Region pointing data:
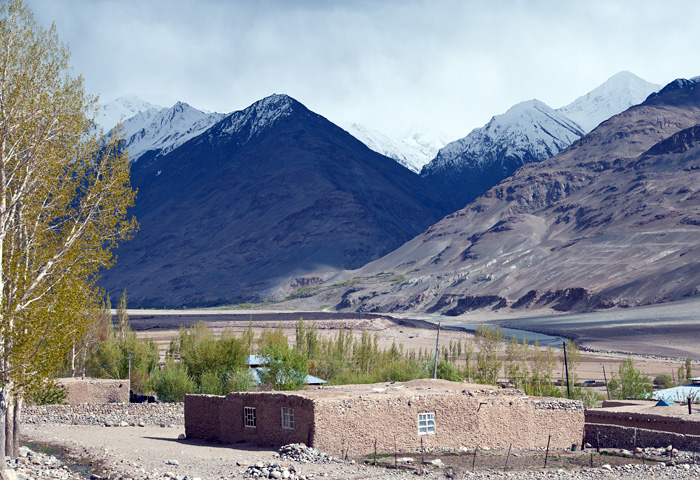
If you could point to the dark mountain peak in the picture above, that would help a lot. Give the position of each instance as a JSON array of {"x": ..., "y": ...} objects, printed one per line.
[{"x": 677, "y": 84}]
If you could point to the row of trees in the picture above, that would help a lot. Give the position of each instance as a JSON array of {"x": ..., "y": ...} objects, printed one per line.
[{"x": 64, "y": 192}]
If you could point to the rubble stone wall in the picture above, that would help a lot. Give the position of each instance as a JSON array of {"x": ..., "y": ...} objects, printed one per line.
[
  {"x": 95, "y": 390},
  {"x": 616, "y": 436},
  {"x": 685, "y": 426}
]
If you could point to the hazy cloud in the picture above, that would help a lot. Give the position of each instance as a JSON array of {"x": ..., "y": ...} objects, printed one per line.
[{"x": 391, "y": 65}]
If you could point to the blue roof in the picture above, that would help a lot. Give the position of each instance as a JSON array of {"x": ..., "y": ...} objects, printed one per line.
[
  {"x": 678, "y": 394},
  {"x": 255, "y": 363}
]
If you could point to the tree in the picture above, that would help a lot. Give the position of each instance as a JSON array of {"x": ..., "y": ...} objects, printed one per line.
[
  {"x": 64, "y": 192},
  {"x": 630, "y": 383},
  {"x": 488, "y": 363}
]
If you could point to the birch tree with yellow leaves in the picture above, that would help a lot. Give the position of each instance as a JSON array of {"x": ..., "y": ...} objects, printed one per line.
[{"x": 64, "y": 195}]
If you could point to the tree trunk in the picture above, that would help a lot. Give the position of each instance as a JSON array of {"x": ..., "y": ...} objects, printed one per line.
[
  {"x": 3, "y": 416},
  {"x": 19, "y": 403},
  {"x": 9, "y": 421}
]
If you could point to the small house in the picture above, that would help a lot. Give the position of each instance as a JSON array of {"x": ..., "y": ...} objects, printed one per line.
[{"x": 352, "y": 419}]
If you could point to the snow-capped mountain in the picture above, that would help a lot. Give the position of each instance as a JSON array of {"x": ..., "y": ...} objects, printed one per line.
[
  {"x": 616, "y": 95},
  {"x": 528, "y": 129},
  {"x": 269, "y": 199},
  {"x": 413, "y": 152},
  {"x": 162, "y": 130},
  {"x": 122, "y": 109},
  {"x": 528, "y": 132}
]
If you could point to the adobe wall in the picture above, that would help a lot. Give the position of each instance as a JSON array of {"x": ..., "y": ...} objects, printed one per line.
[
  {"x": 460, "y": 421},
  {"x": 685, "y": 425},
  {"x": 348, "y": 419},
  {"x": 202, "y": 416},
  {"x": 616, "y": 436},
  {"x": 95, "y": 390},
  {"x": 216, "y": 418}
]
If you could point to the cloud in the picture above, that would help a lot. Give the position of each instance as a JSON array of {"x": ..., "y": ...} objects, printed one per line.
[{"x": 391, "y": 65}]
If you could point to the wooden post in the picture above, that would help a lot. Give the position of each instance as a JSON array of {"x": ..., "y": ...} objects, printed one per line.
[
  {"x": 395, "y": 461},
  {"x": 437, "y": 346},
  {"x": 422, "y": 459},
  {"x": 606, "y": 382},
  {"x": 566, "y": 365},
  {"x": 507, "y": 457}
]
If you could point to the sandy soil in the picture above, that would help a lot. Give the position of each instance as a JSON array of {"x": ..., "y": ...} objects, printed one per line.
[{"x": 660, "y": 337}]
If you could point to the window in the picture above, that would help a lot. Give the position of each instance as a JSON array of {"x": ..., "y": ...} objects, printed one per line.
[
  {"x": 288, "y": 418},
  {"x": 249, "y": 417},
  {"x": 426, "y": 423}
]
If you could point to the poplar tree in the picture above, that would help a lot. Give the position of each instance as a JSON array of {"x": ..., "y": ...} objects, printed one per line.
[{"x": 64, "y": 192}]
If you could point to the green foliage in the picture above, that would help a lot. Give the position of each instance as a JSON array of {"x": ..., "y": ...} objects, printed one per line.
[
  {"x": 631, "y": 383},
  {"x": 488, "y": 363},
  {"x": 64, "y": 191},
  {"x": 447, "y": 371},
  {"x": 285, "y": 368},
  {"x": 172, "y": 383},
  {"x": 49, "y": 392},
  {"x": 663, "y": 381},
  {"x": 210, "y": 361}
]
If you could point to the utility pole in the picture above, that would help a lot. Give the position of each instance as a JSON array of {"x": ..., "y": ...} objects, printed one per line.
[
  {"x": 566, "y": 365},
  {"x": 437, "y": 345}
]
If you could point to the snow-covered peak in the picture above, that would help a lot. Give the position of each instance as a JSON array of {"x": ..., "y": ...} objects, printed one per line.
[
  {"x": 259, "y": 115},
  {"x": 617, "y": 94},
  {"x": 412, "y": 152},
  {"x": 165, "y": 129},
  {"x": 529, "y": 129},
  {"x": 123, "y": 108}
]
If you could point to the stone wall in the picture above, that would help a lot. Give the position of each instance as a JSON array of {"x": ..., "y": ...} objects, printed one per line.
[
  {"x": 94, "y": 390},
  {"x": 685, "y": 425},
  {"x": 616, "y": 436}
]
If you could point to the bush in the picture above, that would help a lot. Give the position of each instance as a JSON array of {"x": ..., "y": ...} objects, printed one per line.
[
  {"x": 663, "y": 381},
  {"x": 172, "y": 383},
  {"x": 49, "y": 393}
]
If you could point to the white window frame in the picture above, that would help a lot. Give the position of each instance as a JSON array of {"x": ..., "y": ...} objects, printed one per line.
[
  {"x": 426, "y": 423},
  {"x": 249, "y": 417},
  {"x": 288, "y": 418}
]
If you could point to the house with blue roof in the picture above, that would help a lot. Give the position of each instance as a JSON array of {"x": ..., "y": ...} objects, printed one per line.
[{"x": 256, "y": 364}]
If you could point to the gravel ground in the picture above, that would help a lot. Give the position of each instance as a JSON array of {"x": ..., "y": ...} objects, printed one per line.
[{"x": 152, "y": 451}]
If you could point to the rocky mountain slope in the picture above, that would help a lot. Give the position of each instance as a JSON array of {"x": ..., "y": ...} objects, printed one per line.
[
  {"x": 612, "y": 220},
  {"x": 528, "y": 132},
  {"x": 269, "y": 199}
]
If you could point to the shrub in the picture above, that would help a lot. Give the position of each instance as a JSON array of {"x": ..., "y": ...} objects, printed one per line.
[
  {"x": 663, "y": 381},
  {"x": 172, "y": 382}
]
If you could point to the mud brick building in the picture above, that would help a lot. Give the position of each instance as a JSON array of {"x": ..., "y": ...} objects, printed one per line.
[{"x": 350, "y": 418}]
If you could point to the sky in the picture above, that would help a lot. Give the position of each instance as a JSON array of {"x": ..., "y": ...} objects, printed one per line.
[{"x": 397, "y": 66}]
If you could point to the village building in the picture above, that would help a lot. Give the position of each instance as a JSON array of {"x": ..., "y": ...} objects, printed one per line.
[{"x": 352, "y": 419}]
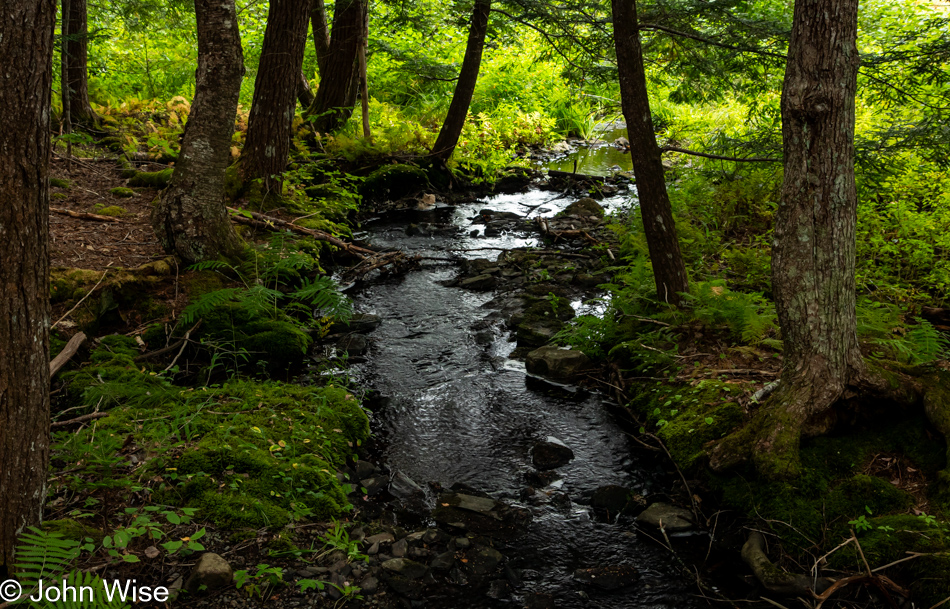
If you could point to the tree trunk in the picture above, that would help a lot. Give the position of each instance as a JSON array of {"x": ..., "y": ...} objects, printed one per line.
[
  {"x": 190, "y": 219},
  {"x": 321, "y": 33},
  {"x": 339, "y": 76},
  {"x": 275, "y": 93},
  {"x": 669, "y": 270},
  {"x": 76, "y": 43},
  {"x": 813, "y": 256},
  {"x": 465, "y": 87},
  {"x": 26, "y": 55}
]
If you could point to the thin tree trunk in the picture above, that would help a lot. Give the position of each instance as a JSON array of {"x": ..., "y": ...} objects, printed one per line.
[
  {"x": 304, "y": 92},
  {"x": 339, "y": 76},
  {"x": 813, "y": 257},
  {"x": 465, "y": 87},
  {"x": 275, "y": 93},
  {"x": 190, "y": 219},
  {"x": 669, "y": 270},
  {"x": 321, "y": 33},
  {"x": 26, "y": 55},
  {"x": 76, "y": 44},
  {"x": 364, "y": 86}
]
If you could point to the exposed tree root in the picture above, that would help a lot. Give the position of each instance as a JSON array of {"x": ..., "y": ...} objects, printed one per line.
[{"x": 806, "y": 406}]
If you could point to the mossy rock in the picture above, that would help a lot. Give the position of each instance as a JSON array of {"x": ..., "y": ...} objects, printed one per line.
[
  {"x": 278, "y": 342},
  {"x": 889, "y": 539},
  {"x": 74, "y": 530},
  {"x": 394, "y": 182},
  {"x": 151, "y": 179},
  {"x": 113, "y": 210},
  {"x": 122, "y": 192}
]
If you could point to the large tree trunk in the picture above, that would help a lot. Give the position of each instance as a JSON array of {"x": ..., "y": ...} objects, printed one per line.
[
  {"x": 275, "y": 91},
  {"x": 813, "y": 258},
  {"x": 190, "y": 219},
  {"x": 26, "y": 55},
  {"x": 669, "y": 270},
  {"x": 339, "y": 76},
  {"x": 465, "y": 87},
  {"x": 77, "y": 38}
]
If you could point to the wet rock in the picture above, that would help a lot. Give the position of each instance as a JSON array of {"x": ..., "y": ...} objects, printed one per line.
[
  {"x": 481, "y": 561},
  {"x": 538, "y": 600},
  {"x": 404, "y": 487},
  {"x": 583, "y": 208},
  {"x": 613, "y": 498},
  {"x": 499, "y": 589},
  {"x": 360, "y": 323},
  {"x": 612, "y": 577},
  {"x": 432, "y": 536},
  {"x": 555, "y": 362},
  {"x": 672, "y": 518},
  {"x": 375, "y": 485},
  {"x": 369, "y": 585},
  {"x": 443, "y": 563},
  {"x": 539, "y": 332},
  {"x": 479, "y": 515},
  {"x": 353, "y": 344},
  {"x": 551, "y": 454},
  {"x": 404, "y": 567},
  {"x": 211, "y": 572},
  {"x": 379, "y": 538},
  {"x": 364, "y": 469},
  {"x": 400, "y": 548},
  {"x": 479, "y": 282}
]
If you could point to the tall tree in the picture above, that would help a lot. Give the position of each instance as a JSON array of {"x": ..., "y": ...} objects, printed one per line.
[
  {"x": 275, "y": 92},
  {"x": 26, "y": 55},
  {"x": 75, "y": 47},
  {"x": 339, "y": 74},
  {"x": 465, "y": 87},
  {"x": 669, "y": 270},
  {"x": 190, "y": 218},
  {"x": 813, "y": 257}
]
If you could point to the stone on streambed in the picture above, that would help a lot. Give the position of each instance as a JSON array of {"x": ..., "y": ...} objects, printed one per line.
[
  {"x": 615, "y": 499},
  {"x": 360, "y": 323},
  {"x": 212, "y": 572},
  {"x": 551, "y": 454},
  {"x": 583, "y": 208},
  {"x": 674, "y": 519},
  {"x": 612, "y": 577},
  {"x": 556, "y": 362},
  {"x": 479, "y": 515}
]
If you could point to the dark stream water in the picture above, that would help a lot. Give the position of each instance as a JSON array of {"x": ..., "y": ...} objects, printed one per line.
[{"x": 463, "y": 412}]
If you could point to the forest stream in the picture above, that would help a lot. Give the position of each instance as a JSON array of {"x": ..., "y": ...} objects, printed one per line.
[{"x": 457, "y": 409}]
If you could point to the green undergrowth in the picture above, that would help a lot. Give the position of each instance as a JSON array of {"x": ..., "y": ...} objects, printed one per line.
[{"x": 245, "y": 453}]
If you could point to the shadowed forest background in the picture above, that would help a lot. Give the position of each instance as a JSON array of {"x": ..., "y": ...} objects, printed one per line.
[{"x": 727, "y": 221}]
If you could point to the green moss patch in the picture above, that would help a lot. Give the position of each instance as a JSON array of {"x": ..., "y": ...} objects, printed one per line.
[
  {"x": 122, "y": 192},
  {"x": 246, "y": 453}
]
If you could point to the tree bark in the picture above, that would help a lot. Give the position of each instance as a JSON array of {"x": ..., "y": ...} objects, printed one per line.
[
  {"x": 76, "y": 44},
  {"x": 465, "y": 87},
  {"x": 190, "y": 219},
  {"x": 26, "y": 55},
  {"x": 339, "y": 76},
  {"x": 275, "y": 93},
  {"x": 321, "y": 33},
  {"x": 669, "y": 270},
  {"x": 813, "y": 256}
]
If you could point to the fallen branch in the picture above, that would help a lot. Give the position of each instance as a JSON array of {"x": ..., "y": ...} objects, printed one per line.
[
  {"x": 83, "y": 215},
  {"x": 78, "y": 420},
  {"x": 66, "y": 354},
  {"x": 268, "y": 222},
  {"x": 75, "y": 306}
]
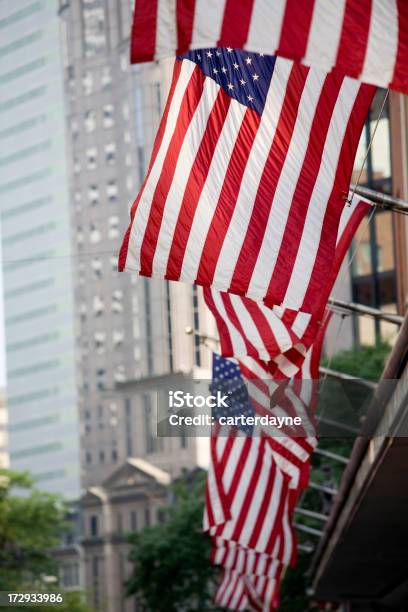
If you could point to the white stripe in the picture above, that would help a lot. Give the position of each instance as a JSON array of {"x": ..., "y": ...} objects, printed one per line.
[
  {"x": 285, "y": 189},
  {"x": 207, "y": 23},
  {"x": 231, "y": 465},
  {"x": 211, "y": 192},
  {"x": 271, "y": 512},
  {"x": 184, "y": 165},
  {"x": 382, "y": 43},
  {"x": 238, "y": 345},
  {"x": 251, "y": 331},
  {"x": 252, "y": 176},
  {"x": 324, "y": 35},
  {"x": 239, "y": 496},
  {"x": 265, "y": 26},
  {"x": 166, "y": 31},
  {"x": 253, "y": 516},
  {"x": 310, "y": 240},
  {"x": 142, "y": 213}
]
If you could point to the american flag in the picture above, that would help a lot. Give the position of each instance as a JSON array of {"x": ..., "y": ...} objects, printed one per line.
[
  {"x": 244, "y": 561},
  {"x": 246, "y": 327},
  {"x": 367, "y": 39},
  {"x": 246, "y": 182},
  {"x": 227, "y": 379}
]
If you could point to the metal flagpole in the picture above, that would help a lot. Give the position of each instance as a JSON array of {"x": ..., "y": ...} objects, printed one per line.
[{"x": 363, "y": 310}]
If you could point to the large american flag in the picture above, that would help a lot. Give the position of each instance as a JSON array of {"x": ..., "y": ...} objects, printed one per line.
[
  {"x": 247, "y": 178},
  {"x": 246, "y": 327},
  {"x": 367, "y": 39}
]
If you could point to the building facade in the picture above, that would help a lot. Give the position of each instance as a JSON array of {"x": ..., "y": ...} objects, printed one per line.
[
  {"x": 127, "y": 327},
  {"x": 4, "y": 453},
  {"x": 36, "y": 249}
]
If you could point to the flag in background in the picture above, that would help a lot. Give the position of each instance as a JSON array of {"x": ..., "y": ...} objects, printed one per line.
[
  {"x": 247, "y": 178},
  {"x": 367, "y": 39}
]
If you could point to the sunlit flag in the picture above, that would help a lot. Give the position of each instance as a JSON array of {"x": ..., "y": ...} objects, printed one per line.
[
  {"x": 248, "y": 176},
  {"x": 367, "y": 39}
]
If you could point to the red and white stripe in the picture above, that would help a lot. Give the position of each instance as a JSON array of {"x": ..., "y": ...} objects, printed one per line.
[
  {"x": 244, "y": 203},
  {"x": 258, "y": 496},
  {"x": 367, "y": 39},
  {"x": 247, "y": 327},
  {"x": 255, "y": 593}
]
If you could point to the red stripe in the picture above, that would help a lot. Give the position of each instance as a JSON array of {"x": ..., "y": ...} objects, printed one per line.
[
  {"x": 295, "y": 29},
  {"x": 264, "y": 327},
  {"x": 232, "y": 316},
  {"x": 143, "y": 35},
  {"x": 228, "y": 197},
  {"x": 195, "y": 184},
  {"x": 292, "y": 236},
  {"x": 188, "y": 107},
  {"x": 269, "y": 181},
  {"x": 249, "y": 494},
  {"x": 185, "y": 20},
  {"x": 262, "y": 512},
  {"x": 157, "y": 143},
  {"x": 400, "y": 77},
  {"x": 336, "y": 202},
  {"x": 354, "y": 37},
  {"x": 235, "y": 24},
  {"x": 223, "y": 331}
]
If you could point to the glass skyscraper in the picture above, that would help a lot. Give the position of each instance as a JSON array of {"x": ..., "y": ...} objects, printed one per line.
[{"x": 37, "y": 262}]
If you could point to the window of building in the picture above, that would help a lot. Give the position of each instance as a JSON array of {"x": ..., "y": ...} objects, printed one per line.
[
  {"x": 110, "y": 153},
  {"x": 91, "y": 154},
  {"x": 117, "y": 301},
  {"x": 120, "y": 373},
  {"x": 112, "y": 191},
  {"x": 96, "y": 266},
  {"x": 150, "y": 428},
  {"x": 113, "y": 231},
  {"x": 133, "y": 520},
  {"x": 94, "y": 234},
  {"x": 108, "y": 116},
  {"x": 98, "y": 305},
  {"x": 87, "y": 83},
  {"x": 93, "y": 526},
  {"x": 147, "y": 516},
  {"x": 94, "y": 30},
  {"x": 93, "y": 194},
  {"x": 118, "y": 337},
  {"x": 373, "y": 269},
  {"x": 90, "y": 121},
  {"x": 100, "y": 339},
  {"x": 106, "y": 77}
]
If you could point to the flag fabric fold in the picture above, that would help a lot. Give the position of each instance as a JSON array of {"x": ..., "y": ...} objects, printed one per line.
[
  {"x": 248, "y": 177},
  {"x": 367, "y": 39}
]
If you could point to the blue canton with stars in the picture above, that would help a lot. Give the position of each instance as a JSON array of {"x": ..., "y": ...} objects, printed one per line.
[
  {"x": 244, "y": 76},
  {"x": 227, "y": 380}
]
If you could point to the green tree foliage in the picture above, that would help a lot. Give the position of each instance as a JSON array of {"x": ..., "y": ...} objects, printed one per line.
[
  {"x": 31, "y": 523},
  {"x": 171, "y": 561}
]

* [TASK GOAL]:
Beginning with the line that contains "If you could point to the glass", write out every line through the end of the entries above, exactly.

* [TASK RESULT]:
If you could point to the glass skyscraper in the picture above, that would help a lot. Give the position of each instance as a JSON array of {"x": ..., "y": ...} objects, printed one per line.
[{"x": 37, "y": 262}]
If you could point to the window of building in the picture above, that would help a lot. Give the position of each instance as a JSON array of {"x": ..., "y": ...} objects, printed one per line.
[
  {"x": 110, "y": 153},
  {"x": 91, "y": 154},
  {"x": 117, "y": 301},
  {"x": 120, "y": 373},
  {"x": 112, "y": 191},
  {"x": 96, "y": 266},
  {"x": 150, "y": 428},
  {"x": 113, "y": 231},
  {"x": 133, "y": 520},
  {"x": 94, "y": 234},
  {"x": 108, "y": 116},
  {"x": 98, "y": 305},
  {"x": 87, "y": 83},
  {"x": 93, "y": 526},
  {"x": 147, "y": 516},
  {"x": 94, "y": 30},
  {"x": 93, "y": 194},
  {"x": 118, "y": 337},
  {"x": 373, "y": 269},
  {"x": 90, "y": 121},
  {"x": 100, "y": 339},
  {"x": 106, "y": 77}
]
If you could point to the flag fabric fold in the picture above, that would help a lot. Give the position of each instance as a JSON array of {"x": ..., "y": ...} objects, printed one per line.
[
  {"x": 248, "y": 177},
  {"x": 367, "y": 39}
]
If you could point to the blue canton with stars in the picture above, that would help a lot. Give the position of each instance as a JSON array of {"x": ..., "y": ...} objects, printed one per line.
[
  {"x": 244, "y": 76},
  {"x": 227, "y": 380}
]
If you could point to the green tree foliage in the picture above, that would help a lot. Give the position of each instance as a JSON array of {"x": ..., "y": ...} objects, printed one per line.
[
  {"x": 31, "y": 523},
  {"x": 171, "y": 561}
]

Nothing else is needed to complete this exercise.